(Stored dataset items)
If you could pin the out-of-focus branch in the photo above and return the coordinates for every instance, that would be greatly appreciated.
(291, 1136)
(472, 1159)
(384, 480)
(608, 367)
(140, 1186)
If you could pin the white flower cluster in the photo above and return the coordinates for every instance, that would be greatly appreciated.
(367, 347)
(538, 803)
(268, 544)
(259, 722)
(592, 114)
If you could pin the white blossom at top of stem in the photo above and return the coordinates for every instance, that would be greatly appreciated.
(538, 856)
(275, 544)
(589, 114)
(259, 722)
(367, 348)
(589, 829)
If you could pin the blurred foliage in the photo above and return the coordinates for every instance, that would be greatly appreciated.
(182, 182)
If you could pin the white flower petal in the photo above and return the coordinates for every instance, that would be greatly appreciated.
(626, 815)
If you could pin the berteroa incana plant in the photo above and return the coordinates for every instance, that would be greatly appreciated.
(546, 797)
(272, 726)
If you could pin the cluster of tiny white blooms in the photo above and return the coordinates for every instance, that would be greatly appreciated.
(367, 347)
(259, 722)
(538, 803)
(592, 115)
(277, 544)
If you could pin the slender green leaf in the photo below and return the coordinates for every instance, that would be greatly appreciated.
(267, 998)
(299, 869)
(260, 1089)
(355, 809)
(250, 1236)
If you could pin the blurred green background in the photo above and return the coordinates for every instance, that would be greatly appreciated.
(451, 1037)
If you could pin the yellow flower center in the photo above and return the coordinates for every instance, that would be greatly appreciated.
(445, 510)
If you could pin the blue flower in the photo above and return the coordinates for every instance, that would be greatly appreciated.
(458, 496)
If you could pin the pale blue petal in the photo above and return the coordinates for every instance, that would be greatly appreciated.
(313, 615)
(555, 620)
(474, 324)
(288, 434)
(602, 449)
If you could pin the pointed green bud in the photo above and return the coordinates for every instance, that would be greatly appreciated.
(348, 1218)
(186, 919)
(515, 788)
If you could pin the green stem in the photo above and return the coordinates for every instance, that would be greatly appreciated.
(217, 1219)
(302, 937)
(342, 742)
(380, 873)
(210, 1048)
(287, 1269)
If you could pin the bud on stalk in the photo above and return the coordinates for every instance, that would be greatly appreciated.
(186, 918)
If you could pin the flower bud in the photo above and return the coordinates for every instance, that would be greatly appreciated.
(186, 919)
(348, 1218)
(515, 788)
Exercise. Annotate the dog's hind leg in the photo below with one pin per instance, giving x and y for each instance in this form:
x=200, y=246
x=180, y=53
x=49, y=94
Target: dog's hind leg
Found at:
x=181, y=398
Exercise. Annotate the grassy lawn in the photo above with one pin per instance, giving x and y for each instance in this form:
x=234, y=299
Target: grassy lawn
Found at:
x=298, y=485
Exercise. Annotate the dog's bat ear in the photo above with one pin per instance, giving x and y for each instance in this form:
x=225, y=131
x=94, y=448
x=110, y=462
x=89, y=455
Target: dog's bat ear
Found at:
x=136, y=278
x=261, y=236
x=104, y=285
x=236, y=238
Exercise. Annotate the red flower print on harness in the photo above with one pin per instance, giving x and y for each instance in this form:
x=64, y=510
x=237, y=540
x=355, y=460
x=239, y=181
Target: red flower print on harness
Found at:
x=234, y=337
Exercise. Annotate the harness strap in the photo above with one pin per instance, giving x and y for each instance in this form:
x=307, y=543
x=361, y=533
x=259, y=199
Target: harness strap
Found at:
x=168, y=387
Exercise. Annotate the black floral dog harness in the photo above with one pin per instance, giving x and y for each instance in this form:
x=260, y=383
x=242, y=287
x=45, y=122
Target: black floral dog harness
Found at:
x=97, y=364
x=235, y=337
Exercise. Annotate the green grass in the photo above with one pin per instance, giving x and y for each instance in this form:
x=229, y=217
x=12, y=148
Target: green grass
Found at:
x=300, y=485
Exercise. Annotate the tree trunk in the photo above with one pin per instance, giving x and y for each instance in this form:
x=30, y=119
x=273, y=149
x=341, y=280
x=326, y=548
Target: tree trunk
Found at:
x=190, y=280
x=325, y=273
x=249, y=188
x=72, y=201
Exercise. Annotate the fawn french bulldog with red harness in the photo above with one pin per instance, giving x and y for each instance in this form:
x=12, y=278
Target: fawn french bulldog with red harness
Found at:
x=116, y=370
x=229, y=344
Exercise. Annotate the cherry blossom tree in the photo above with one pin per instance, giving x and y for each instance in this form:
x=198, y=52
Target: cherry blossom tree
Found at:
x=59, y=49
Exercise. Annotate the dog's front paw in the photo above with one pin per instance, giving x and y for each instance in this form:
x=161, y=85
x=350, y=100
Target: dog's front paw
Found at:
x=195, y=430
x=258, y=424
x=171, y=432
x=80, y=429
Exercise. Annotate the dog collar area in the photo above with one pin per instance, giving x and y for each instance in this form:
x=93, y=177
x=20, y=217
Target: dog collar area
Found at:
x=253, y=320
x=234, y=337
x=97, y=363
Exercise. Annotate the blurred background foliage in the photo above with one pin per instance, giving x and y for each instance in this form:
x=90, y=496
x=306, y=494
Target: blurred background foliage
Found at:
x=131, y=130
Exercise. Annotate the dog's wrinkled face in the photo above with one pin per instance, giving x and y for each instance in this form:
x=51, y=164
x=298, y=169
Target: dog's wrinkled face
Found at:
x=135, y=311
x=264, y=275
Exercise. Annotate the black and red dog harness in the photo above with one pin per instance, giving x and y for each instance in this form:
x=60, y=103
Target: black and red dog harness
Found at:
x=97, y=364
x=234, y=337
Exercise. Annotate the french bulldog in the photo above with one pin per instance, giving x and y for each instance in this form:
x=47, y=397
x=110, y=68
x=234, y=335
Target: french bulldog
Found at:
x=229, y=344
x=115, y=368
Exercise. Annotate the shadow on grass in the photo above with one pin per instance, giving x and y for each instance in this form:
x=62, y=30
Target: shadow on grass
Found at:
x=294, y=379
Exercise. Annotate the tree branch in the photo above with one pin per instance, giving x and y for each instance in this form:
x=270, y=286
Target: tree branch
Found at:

> [WORK INSTRUCTION]:
Transcribe every record above exactly as it appears.

> [ANSWER BOX]:
If you could pin the out-of-focus branch in the photo above and return the coordinates for every instance, that would be greatly appreciated.
(291, 1136)
(472, 1159)
(384, 480)
(608, 367)
(140, 1186)
If you could pin the white flower cluster in the photo above and return the coordinates for every instance, that would be greatly appreciated.
(367, 347)
(538, 803)
(268, 544)
(259, 722)
(592, 114)
If you could pin the white blossom at top of stem in the photo above and return the coordinates for every instance, that would be greatly appreciated.
(538, 856)
(275, 544)
(589, 114)
(259, 722)
(367, 348)
(589, 829)
If you could pin the blurred foliage in the photo above and return the coordinates for every instance, that would be greatly appreciated.
(182, 182)
If you could pin the white flower petal in the photo above and return the coordinates for every instance, that would be greatly appreciated.
(626, 815)
If you could pin the berteroa incana plant in the photo above and return the coordinates for every instance, that would be greatly appreciated.
(546, 797)
(272, 726)
If you could pin the cluster of tiny white blooms in the photo above and return the coordinates for every instance, that would be greatly appreciated.
(367, 347)
(259, 722)
(538, 803)
(592, 115)
(277, 544)
If you could pin the slender green leaf in the photo below and return the coordinates for every instance, that would be greatly appreciated.
(267, 998)
(299, 869)
(260, 1089)
(355, 809)
(250, 1236)
If you could pin the blurred green background in the photo above and return the coordinates for every instance, that would be greatly appreciated.
(451, 1037)
If you could pin the yellow flower center in the photo above and return the coordinates for every instance, that would be greatly appreciated.
(445, 510)
If you could pin the blue flower in the photo above and return the coordinates for every instance, that would be greatly appreciated.
(458, 496)
If you could pin the pale blue petal in the photo above and return the coordinates for every instance, that would be greatly appreciated.
(313, 615)
(555, 620)
(474, 324)
(288, 434)
(602, 449)
If you could pin the pointed green bud in the photo above and return the coordinates for every instance, that would be greatly appreciated.
(348, 1218)
(186, 919)
(515, 788)
If you could pin the green stem in the photo above and return the coordinates for every instance, that would be greatly appreciated.
(217, 1219)
(302, 937)
(342, 742)
(380, 873)
(210, 1048)
(287, 1269)
If you could pin the bud on stalk in the photo above and return the coordinates for every instance, that would be greatly appreciated.
(186, 918)
If you could pin the flower bud in the photo above and return the coordinates for every instance, that would be greatly appreciated.
(186, 919)
(348, 1218)
(515, 788)
Exercise. Annotate the dog's hind leg in the photo below with one pin per instance, giving x and y for each instance in this form:
x=200, y=246
x=180, y=53
x=49, y=94
Target: dog's hind leg
Found at:
x=181, y=398
Exercise. Annotate the grassy lawn in the photo above with one pin per instance, giving x and y for each instance in this form:
x=234, y=299
Target: grassy lawn
Found at:
x=298, y=485
Exercise. Annotate the dog's bat ear in the photo above with one pin per instance, giving x and y for each instance in this form:
x=225, y=131
x=94, y=448
x=110, y=462
x=89, y=455
Target: dog's bat ear
Found at:
x=136, y=278
x=261, y=236
x=104, y=285
x=236, y=238
Exercise. Annotate the red flower print on harness in the photo above with one pin per instance, giving x and y for each instance in this form:
x=64, y=510
x=237, y=540
x=355, y=460
x=239, y=181
Target: red flower print on harness
Found at:
x=234, y=337
Exercise. Annotate the harness strap in the photo above with one pin per instance, giving x and y for each instance in this form:
x=307, y=543
x=361, y=533
x=259, y=199
Target: harness strap
Found at:
x=168, y=387
Exercise. Annotate the black floral dog harness in the photo above with one pin per instance, giving x and y for each instance in this form:
x=260, y=383
x=242, y=287
x=45, y=122
Target: black floral dog harness
Found at:
x=97, y=364
x=235, y=337
Exercise. Annotate the green grass in the photo above with one pin per instance, giving x and y for each instance in this form:
x=229, y=217
x=12, y=148
Target: green grass
Found at:
x=300, y=485
Exercise. Annotate the tree trunk in the photo above with one pin per instance, giving x and y for each instance in this form:
x=30, y=119
x=273, y=149
x=341, y=280
x=326, y=548
Target: tree trunk
Found at:
x=190, y=280
x=325, y=273
x=249, y=188
x=72, y=201
Exercise. Annotate the fawn french bulldog with red harness in the photo above with one pin per instance, giving x and y for each instance in this form:
x=12, y=278
Target: fawn french bulldog with red harness
Found at:
x=116, y=370
x=229, y=344
Exercise. Annotate the cherry blossom tree in the photo above with one pin per instance, giving x and y for each instance in this form:
x=198, y=52
Target: cherry blossom tree
Found at:
x=59, y=49
Exercise. Annotate the dog's front paw in the photo above with one pin per instance, giving x and y for each instance in this form:
x=161, y=85
x=350, y=100
Target: dog's front paw
Found at:
x=195, y=430
x=258, y=424
x=171, y=432
x=80, y=429
Exercise. Annotate the dog collar area in the photo above with one pin per instance, giving x and y for each instance in this form:
x=93, y=177
x=20, y=217
Target: dog collar area
Found at:
x=253, y=320
x=234, y=337
x=97, y=363
Exercise. Annotate the blurred background foliage in the photo above with one pin per instance, giving x and y for each instance in this form:
x=90, y=496
x=306, y=494
Target: blurred background foliage
Found at:
x=131, y=130
Exercise. Annotate the dog's wrinkled face in the photo above with one pin per instance, giving x and y for each instance in this form:
x=51, y=164
x=298, y=169
Target: dog's wrinkled face
Found at:
x=135, y=311
x=264, y=275
Exercise. Annotate the black and red dog harness in the photo above with one pin per instance, giving x and y for each instance in this form:
x=60, y=103
Target: black and red dog harness
Found at:
x=97, y=364
x=234, y=337
Exercise. Annotate the french bulldog in the photo above with one pin per instance, giving x and y for each instance in this form:
x=47, y=397
x=110, y=68
x=234, y=335
Target: french bulldog
Found at:
x=229, y=344
x=115, y=368
Exercise. Annotate the shadow on grass in the photo above with one pin per instance, giving x and y for each instance in this form:
x=62, y=30
Target: shadow on grass
Found at:
x=294, y=379
Exercise. Annotate the tree branch in the photo above with one pin per instance, giving x and y for each instance in this form:
x=270, y=286
Target: tree branch
Found at:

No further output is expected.